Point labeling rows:
***

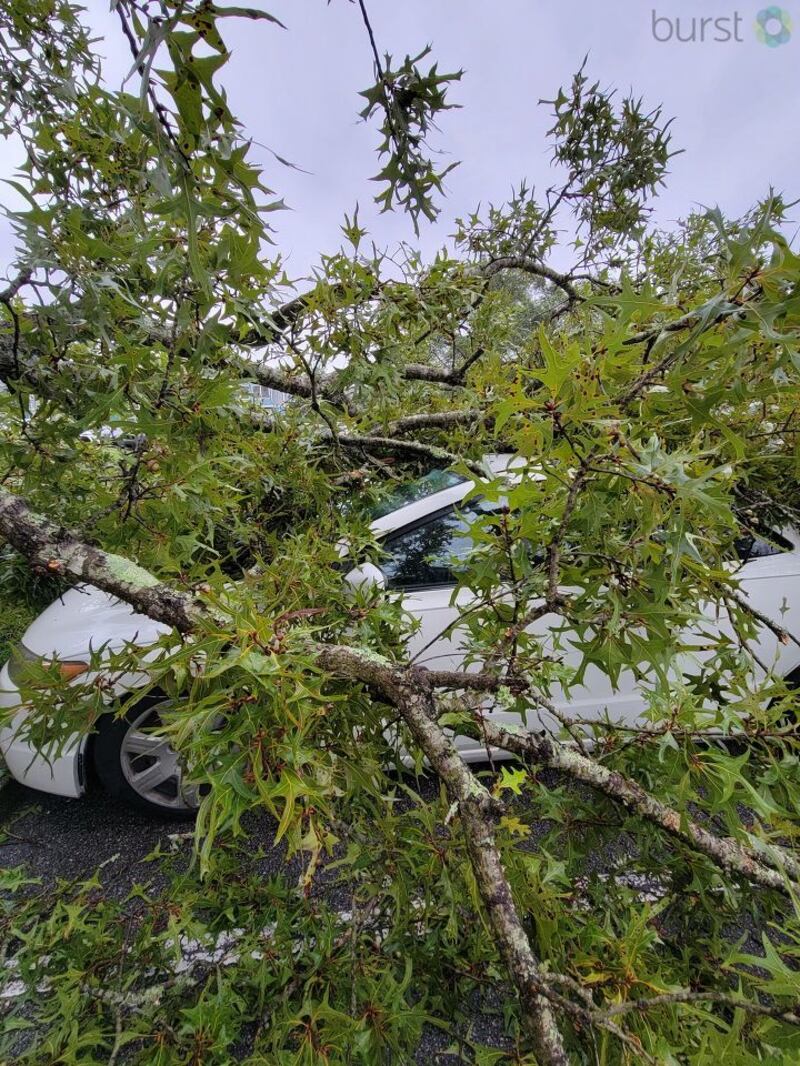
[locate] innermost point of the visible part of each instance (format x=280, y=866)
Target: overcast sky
x=735, y=103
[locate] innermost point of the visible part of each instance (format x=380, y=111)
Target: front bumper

***

### What needs to be done
Please write out all the rows again, requests included, shifting every coordinate in the answers by adding 94 and leaving the coordinates in the requests' format samples unchanged. Leave the pictures out.

### Final answer
[locate] innermost point of the visible part of each instance (format x=280, y=866)
Target: overcast sky
x=829, y=197
[locate] innermost point of the visible part of each instance (format x=380, y=111)
Target: front bumper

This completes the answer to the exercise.